记录
::::
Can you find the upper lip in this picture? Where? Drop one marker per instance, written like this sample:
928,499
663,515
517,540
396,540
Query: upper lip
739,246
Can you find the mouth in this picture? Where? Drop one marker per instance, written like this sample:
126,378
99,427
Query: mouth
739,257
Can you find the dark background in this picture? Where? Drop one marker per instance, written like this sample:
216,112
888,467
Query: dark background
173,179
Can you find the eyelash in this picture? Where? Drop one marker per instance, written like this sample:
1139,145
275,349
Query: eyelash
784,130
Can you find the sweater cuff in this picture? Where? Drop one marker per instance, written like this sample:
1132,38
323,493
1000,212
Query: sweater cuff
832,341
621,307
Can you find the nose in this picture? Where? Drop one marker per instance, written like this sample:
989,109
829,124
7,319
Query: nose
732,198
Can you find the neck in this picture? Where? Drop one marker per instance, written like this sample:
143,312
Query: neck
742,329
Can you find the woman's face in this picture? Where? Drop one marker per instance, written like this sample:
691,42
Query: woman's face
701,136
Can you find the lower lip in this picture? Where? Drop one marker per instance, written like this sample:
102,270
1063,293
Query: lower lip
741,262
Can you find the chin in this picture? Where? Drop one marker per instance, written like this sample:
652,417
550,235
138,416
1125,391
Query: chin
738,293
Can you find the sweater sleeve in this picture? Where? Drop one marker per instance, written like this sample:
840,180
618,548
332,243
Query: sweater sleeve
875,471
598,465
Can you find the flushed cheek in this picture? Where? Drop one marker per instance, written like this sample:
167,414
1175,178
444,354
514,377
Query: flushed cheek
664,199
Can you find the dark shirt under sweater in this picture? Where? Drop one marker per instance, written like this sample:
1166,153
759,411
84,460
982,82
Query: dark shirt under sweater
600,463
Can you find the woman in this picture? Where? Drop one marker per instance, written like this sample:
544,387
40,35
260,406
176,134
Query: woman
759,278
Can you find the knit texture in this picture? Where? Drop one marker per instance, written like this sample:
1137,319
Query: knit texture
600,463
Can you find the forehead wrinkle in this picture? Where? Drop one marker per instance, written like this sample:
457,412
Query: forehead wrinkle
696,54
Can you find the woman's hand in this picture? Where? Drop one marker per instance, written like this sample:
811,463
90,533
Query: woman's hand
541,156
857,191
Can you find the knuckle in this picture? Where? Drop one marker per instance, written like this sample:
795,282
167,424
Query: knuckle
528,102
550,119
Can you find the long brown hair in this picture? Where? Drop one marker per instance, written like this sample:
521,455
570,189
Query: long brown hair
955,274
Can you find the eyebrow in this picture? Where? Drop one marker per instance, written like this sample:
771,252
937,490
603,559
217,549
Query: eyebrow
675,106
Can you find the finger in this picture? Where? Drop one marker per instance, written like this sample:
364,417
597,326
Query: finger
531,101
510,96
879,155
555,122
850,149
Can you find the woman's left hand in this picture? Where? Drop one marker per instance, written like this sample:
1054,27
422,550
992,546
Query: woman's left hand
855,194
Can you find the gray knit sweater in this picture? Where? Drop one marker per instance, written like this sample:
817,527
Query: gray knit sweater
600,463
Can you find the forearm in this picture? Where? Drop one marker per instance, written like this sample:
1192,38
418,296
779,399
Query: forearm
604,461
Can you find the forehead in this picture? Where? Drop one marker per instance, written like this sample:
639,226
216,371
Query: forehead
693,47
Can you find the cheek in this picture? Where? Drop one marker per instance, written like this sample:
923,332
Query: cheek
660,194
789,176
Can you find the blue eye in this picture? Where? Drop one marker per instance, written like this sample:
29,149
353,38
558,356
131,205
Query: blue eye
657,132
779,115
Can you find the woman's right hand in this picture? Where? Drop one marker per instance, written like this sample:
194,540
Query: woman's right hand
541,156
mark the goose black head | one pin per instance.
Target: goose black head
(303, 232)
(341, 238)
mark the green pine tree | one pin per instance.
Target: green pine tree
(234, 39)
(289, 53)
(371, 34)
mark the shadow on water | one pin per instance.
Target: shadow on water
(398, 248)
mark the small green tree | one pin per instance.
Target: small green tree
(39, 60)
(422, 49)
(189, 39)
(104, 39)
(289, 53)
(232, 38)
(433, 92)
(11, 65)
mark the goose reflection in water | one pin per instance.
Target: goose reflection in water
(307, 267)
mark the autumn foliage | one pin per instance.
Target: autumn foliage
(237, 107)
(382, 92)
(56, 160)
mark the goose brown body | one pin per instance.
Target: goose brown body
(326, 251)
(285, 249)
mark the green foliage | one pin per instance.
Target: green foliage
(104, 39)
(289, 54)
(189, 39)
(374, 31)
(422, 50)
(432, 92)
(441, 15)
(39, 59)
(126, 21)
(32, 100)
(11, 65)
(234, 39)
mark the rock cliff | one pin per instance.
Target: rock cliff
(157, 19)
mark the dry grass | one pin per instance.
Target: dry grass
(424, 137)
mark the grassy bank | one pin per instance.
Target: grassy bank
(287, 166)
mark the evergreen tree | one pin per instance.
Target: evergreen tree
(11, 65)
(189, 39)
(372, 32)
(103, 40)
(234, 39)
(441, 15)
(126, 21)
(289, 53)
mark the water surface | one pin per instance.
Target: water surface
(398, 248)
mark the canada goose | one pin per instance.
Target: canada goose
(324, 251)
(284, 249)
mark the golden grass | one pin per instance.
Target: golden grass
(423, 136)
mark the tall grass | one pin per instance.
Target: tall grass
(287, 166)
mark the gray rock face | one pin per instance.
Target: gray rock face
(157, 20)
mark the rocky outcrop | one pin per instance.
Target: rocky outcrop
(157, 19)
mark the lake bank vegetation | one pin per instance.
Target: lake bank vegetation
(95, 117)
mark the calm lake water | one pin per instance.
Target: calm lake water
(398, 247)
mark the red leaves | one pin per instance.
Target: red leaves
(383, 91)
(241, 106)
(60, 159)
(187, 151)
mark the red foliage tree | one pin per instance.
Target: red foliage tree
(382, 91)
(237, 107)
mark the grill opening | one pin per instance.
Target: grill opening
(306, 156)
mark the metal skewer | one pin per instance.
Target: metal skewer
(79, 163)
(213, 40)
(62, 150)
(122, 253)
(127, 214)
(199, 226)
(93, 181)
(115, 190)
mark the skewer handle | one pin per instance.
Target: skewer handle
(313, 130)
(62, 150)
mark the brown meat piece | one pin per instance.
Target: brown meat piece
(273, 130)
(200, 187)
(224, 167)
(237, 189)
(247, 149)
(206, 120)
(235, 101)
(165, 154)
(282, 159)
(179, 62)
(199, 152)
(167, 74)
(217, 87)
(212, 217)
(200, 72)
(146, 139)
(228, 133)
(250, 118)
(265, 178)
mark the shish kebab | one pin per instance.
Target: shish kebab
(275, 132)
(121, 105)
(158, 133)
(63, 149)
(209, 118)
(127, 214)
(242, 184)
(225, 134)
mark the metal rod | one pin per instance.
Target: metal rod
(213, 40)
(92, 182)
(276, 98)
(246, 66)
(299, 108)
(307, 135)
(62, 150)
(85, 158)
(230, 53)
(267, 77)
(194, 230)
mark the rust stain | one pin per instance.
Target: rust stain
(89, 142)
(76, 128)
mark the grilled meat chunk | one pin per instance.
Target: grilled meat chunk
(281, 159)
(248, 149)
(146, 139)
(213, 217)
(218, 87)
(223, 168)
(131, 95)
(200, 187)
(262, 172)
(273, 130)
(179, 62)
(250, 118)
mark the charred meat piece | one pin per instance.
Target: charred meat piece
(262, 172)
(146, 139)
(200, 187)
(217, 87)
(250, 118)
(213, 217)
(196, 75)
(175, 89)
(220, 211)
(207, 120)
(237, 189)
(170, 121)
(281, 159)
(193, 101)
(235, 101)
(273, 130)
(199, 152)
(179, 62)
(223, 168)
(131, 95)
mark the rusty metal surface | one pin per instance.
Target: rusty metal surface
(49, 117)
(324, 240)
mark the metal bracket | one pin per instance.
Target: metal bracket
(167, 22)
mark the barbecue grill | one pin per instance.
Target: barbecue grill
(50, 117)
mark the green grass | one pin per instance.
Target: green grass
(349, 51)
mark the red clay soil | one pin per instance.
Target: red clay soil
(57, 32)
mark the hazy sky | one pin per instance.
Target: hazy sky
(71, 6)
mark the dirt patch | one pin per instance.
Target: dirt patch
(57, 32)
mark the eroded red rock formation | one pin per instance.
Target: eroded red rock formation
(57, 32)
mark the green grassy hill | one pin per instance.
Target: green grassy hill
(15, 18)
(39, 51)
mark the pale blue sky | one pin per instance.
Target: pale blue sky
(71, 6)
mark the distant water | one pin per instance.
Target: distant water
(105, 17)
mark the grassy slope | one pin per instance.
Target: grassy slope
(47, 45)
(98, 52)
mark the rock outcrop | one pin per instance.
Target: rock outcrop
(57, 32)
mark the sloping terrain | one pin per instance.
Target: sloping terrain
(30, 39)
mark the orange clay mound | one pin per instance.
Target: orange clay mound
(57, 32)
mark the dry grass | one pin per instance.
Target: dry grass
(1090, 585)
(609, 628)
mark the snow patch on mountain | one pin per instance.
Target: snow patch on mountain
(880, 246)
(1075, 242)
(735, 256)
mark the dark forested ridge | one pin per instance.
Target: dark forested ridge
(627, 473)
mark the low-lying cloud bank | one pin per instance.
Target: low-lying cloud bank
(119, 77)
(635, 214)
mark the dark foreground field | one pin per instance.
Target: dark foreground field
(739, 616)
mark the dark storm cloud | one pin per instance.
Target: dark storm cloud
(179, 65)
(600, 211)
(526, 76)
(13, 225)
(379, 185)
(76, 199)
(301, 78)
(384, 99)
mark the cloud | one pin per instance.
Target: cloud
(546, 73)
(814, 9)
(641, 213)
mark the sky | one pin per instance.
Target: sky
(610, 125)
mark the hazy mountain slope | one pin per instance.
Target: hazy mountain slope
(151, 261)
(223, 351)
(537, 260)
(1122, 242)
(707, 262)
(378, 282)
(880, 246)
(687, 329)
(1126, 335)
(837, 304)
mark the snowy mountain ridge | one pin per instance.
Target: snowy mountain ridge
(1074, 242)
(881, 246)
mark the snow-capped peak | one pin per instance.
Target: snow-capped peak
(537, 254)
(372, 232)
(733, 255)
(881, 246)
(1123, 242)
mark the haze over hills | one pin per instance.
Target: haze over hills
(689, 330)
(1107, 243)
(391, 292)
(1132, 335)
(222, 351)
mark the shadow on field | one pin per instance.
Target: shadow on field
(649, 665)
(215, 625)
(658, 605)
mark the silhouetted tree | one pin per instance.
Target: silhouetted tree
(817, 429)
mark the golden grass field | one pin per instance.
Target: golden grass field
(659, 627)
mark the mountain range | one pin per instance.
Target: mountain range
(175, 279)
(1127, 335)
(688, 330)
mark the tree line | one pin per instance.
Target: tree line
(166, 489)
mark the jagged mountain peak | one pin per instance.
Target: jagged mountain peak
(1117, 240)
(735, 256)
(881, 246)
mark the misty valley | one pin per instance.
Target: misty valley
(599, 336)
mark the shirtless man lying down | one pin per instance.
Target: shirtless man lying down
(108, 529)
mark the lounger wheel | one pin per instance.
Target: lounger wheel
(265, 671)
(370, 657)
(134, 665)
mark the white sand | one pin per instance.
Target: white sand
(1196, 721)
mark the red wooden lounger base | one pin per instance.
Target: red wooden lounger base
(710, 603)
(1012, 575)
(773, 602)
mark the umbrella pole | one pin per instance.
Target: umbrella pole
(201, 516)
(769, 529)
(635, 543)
::::
**任务指令**
请原样返回从包含"mark the umbrella"的那一行起、一直到记录末尾的所有行，首尾两行都要包括。

**练习答案**
mark the umbrella pole | one pin per instance.
Target: umbrella pole
(201, 516)
(769, 529)
(635, 543)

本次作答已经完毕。